Einde inhoudsopgave
Besluit bekostiging WEC 2022
Artikel 1 Begripsbepalingen
Geldend
Geldend vanaf 01-08-2022
- Bronpublicatie:
19-12-2021, Stb. 2021, 522 jo Stb. 2022, 5 (uitgifte: 04-01-2022, kamerstukken/regelingnummer: -)
14-10-2021, Stb. 2021, 522 jo Stb. 2022, 5 (uitgifte: 05-11-2021, kamerstukken/regelingnummer: -)
- Inwerkingtreding
01-08-2022
- Bronpublicatie inwerkingtreding:
17-12-2021, Stb. 2022, 13 (uitgifte: 11-01-2022, kamerstukken/regelingnummer: -)
- Vakgebied(en)

*DE GEGEVENS*
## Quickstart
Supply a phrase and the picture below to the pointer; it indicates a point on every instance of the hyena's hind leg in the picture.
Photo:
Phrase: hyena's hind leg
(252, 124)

*SCHRIFTELIJKE OPGAVE 1*
Geef bij elk van de uitspraken (a), (b) en (c) aan of die klopt met de tekst over het Besluit bekostiging WEC 2022. Antwoord telkens met ja of nee en citeer de woorden uit de tekst die de doorslag geven.
(a) Artikel 1 is geldend vanaf 01-08-2022.
(b) De bronpublicatie van de inwerkingtreding is uitgegeven op 04-01-2022.
(c) Artikel 1 draagt de titel "Begripsbepalingen".
*SCHRIFTELIJKE OPGAVE 2*
Meld elke regel uit de rijen waarin de tekenreeks "hind" voorkomt.
De tekst en de rijen staan los van elkaar.

*VOLLEDIGE UITWERKING 1*
(a) Ja: "Geldend vanaf 01-08-2022".
(b) Nee: "17-12-2021, Stb. 2022, 13 (uitgifte: 11-01-2022, kamerstukken/regelingnummer: -)".
(c) Ja: "Artikel 1 Begripsbepalingen".

*VOLLEDIGE UITWERKING 2*
Supply a phrase and the picture below to the pointer; it indicates a point on every instance of the hyena's hind leg in the picture.
Phrase: hyena's hind leg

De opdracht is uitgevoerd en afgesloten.